* [Selected extract]:
[START]

County animal control Officer Robin Sellers is spending countless off-duty hours helping her German Shepherd Panzer follow his nose. Her goal is to have a pet who’s also a skilled tracking dog making a difference in the community.
Sellers and her 6-year-old canine are proving an elite team. On Feb. 2, Panzer completed a difficult rural tracking course in what may have been record time, earning the American Kennel Club’s rating of “Tracking Dog, Excellent.” Sellers said only about 10 percent of the dogs who attempt it actually earn the title.
The challenge at Hollenbeck Canyon Wildlife Preserve in Jamul required dogs to follow the scent of a person who hours earlier had walked a winding path on varied terrain that included a muddy creek bed and tall, dry weeds. To confuse the dogs, a few other humans had walked across the fading scent trail. The course was 805 yards long with five turns. Panzer collected four items including a pillowcase and a slipper that showed he followed the course.

[END]

* [Given request 1]: Name every place and organization mentioned in the article about Panzer's tracking title.
* [Given request 2]: Pick up the article about Panzer's tracking title where it stops and carry it on.

* [Data shown]:

[START]

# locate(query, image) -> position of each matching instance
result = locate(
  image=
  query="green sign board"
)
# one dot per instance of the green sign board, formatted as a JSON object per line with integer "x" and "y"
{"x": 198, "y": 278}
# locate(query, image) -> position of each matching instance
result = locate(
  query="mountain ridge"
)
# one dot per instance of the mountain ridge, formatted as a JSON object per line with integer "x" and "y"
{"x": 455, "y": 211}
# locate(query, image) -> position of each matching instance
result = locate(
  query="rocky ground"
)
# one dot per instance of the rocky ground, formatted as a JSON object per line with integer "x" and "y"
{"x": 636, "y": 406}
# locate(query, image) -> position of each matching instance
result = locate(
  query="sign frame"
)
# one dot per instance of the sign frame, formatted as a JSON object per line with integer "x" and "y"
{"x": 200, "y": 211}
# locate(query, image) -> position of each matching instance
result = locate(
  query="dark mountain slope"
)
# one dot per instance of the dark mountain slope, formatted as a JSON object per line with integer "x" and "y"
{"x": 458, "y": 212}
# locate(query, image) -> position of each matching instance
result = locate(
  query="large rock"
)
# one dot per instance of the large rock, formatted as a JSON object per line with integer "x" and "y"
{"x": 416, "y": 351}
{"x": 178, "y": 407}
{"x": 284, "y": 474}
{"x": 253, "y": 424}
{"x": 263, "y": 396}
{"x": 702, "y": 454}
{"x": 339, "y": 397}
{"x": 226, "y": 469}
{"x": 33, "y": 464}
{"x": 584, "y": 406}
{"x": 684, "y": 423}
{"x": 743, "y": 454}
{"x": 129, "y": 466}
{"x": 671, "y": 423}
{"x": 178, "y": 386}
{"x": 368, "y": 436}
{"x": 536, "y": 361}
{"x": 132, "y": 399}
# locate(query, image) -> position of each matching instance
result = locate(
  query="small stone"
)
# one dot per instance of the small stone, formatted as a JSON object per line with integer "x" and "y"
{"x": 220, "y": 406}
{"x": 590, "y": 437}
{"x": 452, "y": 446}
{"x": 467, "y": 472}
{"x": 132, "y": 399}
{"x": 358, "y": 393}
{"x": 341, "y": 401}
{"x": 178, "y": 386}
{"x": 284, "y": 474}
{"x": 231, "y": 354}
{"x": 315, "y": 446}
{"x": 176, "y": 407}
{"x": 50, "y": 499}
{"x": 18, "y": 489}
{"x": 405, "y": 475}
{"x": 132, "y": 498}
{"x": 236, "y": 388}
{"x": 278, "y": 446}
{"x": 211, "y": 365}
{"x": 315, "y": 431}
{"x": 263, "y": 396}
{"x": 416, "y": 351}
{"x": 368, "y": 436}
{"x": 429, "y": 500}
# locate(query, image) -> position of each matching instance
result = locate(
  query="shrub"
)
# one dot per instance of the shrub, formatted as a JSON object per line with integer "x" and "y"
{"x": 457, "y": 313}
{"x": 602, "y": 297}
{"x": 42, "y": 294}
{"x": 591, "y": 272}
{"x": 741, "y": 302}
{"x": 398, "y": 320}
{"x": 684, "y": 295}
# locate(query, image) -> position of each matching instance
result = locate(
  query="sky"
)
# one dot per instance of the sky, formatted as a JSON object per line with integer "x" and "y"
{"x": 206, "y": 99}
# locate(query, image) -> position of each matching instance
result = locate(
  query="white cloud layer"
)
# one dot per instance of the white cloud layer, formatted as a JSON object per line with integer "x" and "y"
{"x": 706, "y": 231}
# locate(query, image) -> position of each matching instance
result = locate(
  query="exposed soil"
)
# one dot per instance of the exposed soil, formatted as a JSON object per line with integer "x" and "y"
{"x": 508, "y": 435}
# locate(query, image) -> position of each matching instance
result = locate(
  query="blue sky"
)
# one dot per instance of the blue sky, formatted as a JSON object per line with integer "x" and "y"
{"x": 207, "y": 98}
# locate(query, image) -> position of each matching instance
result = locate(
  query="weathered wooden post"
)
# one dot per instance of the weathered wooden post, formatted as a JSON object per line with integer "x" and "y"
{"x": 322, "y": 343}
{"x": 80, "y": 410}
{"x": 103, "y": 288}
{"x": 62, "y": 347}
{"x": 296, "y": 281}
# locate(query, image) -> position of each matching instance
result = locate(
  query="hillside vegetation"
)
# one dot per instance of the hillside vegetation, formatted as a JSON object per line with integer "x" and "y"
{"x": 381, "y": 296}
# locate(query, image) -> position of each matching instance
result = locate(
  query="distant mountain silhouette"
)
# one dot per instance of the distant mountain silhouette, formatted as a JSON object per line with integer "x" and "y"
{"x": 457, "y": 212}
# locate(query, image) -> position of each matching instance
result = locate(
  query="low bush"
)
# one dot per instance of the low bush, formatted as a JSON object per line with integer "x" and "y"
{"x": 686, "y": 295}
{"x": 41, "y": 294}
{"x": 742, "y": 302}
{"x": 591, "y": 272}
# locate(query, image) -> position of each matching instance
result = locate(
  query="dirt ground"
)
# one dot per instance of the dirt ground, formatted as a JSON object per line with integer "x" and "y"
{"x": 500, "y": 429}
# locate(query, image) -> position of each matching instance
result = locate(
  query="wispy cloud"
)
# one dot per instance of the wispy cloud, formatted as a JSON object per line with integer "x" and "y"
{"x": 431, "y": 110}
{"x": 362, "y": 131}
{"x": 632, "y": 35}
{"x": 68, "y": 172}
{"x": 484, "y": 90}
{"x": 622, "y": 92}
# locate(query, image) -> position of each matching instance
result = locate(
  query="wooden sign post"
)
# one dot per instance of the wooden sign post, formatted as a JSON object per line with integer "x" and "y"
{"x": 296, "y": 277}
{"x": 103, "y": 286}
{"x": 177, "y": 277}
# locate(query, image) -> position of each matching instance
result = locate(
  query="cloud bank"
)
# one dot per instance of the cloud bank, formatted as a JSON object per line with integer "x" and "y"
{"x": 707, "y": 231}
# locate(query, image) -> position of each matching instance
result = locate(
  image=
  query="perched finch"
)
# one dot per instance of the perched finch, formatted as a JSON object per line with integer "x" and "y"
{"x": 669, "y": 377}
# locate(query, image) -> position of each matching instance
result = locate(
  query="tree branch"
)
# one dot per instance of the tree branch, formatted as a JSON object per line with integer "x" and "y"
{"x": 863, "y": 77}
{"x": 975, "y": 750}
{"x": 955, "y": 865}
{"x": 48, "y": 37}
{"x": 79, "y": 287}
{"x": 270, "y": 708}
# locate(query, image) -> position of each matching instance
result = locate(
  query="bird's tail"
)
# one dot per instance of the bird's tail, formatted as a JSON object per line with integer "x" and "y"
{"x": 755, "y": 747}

[END]

* [Answer 1]:
American Kennel Club
Hollenbeck Canyon Wildlife Preserve
Jamul

* [Answer 2]:
With Sellers holding Panzer’s leash and offering encouragement along the way, the dog found the right path with undaunted purpose.
“Every time he comes to a turn you can watch him and his head will come up, and he’ll scent the air, and he’ll make a decision, depending on the wind or weather conditions,” Sellers said. “I’m just the dope on the end of the rope.”
It took Panzer just 8 minutes to finish the course.
“One of the judges said she has never judged a dog who tracked that fast and he may have set a record,” Sellers said.
In March, Panzer will try for the Kennel Club’s top rating, Champion Tracking Dog. In this difficult test at UCSD, Panzer will have to follow a single human scent across terrain that’s been polluted by hundreds or thousands of students.
But Sellers said Panzer’s ready. She’s been working with him intensively to prepare, and he’s already shown he can follow a single person’s scent on the UCSD campus, she said.
If Panzer becomes a Champion Tracking Dog, he’ll be ready to test for FEMA certification, which would qualify him to assist in emergencies nationwide.
The FEMA certification would also prove Panzer’s ready to volunteer with the County, and Sellers said the dog’s training has always been with the goal of making a difference here.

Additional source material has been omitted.